= WHAT IS EXPECTED =
Only certain lines below are wanted: those starting at the line containing "Target: camouflage uniform" and ending at the line containing "Target: overcast sky", both included, each retyped exactly.

<<<<

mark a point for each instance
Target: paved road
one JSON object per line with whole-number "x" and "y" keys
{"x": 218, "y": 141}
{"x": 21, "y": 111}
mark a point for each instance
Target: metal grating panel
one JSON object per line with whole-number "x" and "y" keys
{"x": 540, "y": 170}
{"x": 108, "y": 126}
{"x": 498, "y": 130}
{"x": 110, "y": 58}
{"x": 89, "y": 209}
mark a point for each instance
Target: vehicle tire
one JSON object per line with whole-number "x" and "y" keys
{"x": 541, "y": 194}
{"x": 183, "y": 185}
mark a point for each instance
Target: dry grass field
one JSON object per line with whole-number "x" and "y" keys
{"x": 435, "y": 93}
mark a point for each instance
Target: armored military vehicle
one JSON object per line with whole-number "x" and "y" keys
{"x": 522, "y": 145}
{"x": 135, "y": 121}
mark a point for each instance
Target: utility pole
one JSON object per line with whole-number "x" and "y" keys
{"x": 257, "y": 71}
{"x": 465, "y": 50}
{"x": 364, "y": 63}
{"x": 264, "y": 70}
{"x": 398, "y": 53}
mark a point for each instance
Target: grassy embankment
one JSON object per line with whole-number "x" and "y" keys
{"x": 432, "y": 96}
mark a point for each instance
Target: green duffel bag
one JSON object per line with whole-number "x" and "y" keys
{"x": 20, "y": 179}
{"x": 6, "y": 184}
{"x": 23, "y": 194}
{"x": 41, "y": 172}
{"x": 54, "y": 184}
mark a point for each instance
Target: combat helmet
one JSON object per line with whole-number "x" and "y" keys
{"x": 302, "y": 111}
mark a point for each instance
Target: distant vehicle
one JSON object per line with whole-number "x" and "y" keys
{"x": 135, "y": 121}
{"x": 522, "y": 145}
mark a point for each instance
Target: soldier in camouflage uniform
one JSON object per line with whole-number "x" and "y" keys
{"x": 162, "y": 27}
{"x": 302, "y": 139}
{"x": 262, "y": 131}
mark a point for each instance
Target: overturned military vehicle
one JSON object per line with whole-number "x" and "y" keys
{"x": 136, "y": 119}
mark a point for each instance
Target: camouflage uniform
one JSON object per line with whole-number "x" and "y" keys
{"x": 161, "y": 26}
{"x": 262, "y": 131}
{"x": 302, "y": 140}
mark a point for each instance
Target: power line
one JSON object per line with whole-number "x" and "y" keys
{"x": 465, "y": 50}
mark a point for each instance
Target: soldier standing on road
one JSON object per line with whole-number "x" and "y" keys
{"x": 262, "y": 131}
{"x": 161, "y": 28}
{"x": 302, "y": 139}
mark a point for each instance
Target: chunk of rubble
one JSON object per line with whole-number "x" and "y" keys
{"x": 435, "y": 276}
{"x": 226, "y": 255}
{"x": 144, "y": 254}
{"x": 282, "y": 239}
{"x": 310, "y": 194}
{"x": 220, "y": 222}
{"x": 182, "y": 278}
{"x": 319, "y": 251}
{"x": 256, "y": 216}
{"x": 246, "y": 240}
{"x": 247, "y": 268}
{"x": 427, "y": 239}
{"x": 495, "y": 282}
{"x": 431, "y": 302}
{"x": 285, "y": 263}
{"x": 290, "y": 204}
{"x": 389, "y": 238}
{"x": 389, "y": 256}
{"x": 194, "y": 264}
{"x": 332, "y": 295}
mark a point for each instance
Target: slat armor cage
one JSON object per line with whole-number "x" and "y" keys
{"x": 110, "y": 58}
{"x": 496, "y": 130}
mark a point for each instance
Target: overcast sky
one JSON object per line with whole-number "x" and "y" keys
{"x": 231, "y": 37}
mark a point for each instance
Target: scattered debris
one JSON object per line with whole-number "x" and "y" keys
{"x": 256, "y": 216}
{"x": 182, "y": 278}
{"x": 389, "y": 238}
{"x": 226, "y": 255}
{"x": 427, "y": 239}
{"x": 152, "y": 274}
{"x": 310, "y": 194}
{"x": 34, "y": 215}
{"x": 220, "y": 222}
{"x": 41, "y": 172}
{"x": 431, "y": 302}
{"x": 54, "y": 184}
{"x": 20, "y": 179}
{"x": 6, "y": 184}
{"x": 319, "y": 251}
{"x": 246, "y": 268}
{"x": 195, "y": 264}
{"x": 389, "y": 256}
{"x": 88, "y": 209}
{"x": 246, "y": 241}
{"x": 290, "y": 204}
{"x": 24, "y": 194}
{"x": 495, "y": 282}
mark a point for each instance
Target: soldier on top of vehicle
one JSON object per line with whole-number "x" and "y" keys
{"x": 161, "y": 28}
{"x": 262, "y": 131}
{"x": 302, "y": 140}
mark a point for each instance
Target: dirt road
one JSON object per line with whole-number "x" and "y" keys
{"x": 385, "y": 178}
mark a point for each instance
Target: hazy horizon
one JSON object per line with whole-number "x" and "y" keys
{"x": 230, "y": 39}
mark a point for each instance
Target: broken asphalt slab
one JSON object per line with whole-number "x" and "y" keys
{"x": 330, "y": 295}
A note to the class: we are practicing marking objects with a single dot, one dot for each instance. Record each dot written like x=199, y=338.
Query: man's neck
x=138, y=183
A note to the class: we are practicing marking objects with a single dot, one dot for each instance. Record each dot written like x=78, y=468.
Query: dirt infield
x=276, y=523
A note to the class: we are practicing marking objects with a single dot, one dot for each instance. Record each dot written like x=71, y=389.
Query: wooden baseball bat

>>>>
<<<<

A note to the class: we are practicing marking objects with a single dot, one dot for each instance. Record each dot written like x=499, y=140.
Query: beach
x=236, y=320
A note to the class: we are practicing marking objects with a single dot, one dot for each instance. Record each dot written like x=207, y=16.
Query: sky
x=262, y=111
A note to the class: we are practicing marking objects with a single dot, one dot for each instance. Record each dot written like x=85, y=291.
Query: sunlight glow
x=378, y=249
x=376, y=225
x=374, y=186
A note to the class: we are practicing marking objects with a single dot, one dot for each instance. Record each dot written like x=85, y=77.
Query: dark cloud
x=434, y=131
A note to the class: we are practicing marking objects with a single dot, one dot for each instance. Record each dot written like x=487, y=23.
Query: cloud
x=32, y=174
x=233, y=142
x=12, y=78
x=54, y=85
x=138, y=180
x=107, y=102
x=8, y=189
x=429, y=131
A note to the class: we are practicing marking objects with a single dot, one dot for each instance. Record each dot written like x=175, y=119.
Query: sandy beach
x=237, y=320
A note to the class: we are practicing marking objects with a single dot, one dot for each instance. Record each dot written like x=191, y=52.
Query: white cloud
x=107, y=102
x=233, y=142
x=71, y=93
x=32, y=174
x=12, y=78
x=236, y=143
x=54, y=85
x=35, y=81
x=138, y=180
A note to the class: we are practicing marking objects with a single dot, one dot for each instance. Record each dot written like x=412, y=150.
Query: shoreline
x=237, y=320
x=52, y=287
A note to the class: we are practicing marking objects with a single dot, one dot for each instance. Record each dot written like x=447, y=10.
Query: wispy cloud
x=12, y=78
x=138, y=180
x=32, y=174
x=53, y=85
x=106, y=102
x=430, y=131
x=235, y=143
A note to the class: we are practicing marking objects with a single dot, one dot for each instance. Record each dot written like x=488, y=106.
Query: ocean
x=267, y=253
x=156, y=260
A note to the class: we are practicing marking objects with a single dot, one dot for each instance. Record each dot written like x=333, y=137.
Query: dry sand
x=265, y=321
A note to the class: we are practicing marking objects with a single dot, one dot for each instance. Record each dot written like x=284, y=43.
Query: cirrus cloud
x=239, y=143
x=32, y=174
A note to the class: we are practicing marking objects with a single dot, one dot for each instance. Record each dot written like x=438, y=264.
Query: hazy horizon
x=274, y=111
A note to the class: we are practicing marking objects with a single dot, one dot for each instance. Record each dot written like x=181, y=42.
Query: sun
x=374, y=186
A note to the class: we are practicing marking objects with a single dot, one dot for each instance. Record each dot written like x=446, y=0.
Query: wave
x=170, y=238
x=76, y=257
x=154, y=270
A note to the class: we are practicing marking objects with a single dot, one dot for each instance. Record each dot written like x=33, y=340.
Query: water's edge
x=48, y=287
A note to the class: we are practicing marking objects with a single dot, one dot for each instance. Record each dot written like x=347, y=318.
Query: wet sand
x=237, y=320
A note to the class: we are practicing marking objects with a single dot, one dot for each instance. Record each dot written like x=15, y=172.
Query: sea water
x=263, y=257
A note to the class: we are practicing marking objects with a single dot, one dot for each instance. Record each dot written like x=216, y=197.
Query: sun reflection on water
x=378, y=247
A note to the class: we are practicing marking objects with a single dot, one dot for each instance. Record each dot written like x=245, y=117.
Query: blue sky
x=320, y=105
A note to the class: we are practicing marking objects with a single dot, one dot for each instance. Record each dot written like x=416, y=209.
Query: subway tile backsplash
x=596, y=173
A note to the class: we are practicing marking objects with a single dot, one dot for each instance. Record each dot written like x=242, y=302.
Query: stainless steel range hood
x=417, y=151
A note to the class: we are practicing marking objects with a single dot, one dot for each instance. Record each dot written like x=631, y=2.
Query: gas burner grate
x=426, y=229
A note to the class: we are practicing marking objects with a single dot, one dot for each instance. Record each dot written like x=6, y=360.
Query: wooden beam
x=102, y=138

>>>>

= RESULT OF THE EXERCISE =
Target: camouflage uniform
one JSON object per line with whole-number "x" and "y" keys
{"x": 161, "y": 26}
{"x": 262, "y": 131}
{"x": 302, "y": 140}
mark a point for each instance
Target: power line
one JSON object per line with whole-number "x" and "y" keys
{"x": 465, "y": 50}
mark a point for each instance
Target: soldier standing on road
one JSON object per line with whole-number "x" and "y" keys
{"x": 262, "y": 131}
{"x": 161, "y": 28}
{"x": 302, "y": 139}
mark a point for each instance
Target: chunk of rubble
one JSON object per line with whole-number "x" and "y" keys
{"x": 435, "y": 276}
{"x": 226, "y": 255}
{"x": 144, "y": 254}
{"x": 282, "y": 239}
{"x": 310, "y": 194}
{"x": 220, "y": 222}
{"x": 182, "y": 278}
{"x": 319, "y": 251}
{"x": 256, "y": 216}
{"x": 246, "y": 240}
{"x": 247, "y": 268}
{"x": 427, "y": 239}
{"x": 495, "y": 282}
{"x": 431, "y": 302}
{"x": 285, "y": 263}
{"x": 290, "y": 204}
{"x": 389, "y": 238}
{"x": 389, "y": 256}
{"x": 194, "y": 264}
{"x": 332, "y": 295}
mark a point for each instance
Target: slat armor cage
one JSON object per line with whole-number "x" and "y" keys
{"x": 110, "y": 58}
{"x": 496, "y": 130}
mark a point for each instance
Target: overcast sky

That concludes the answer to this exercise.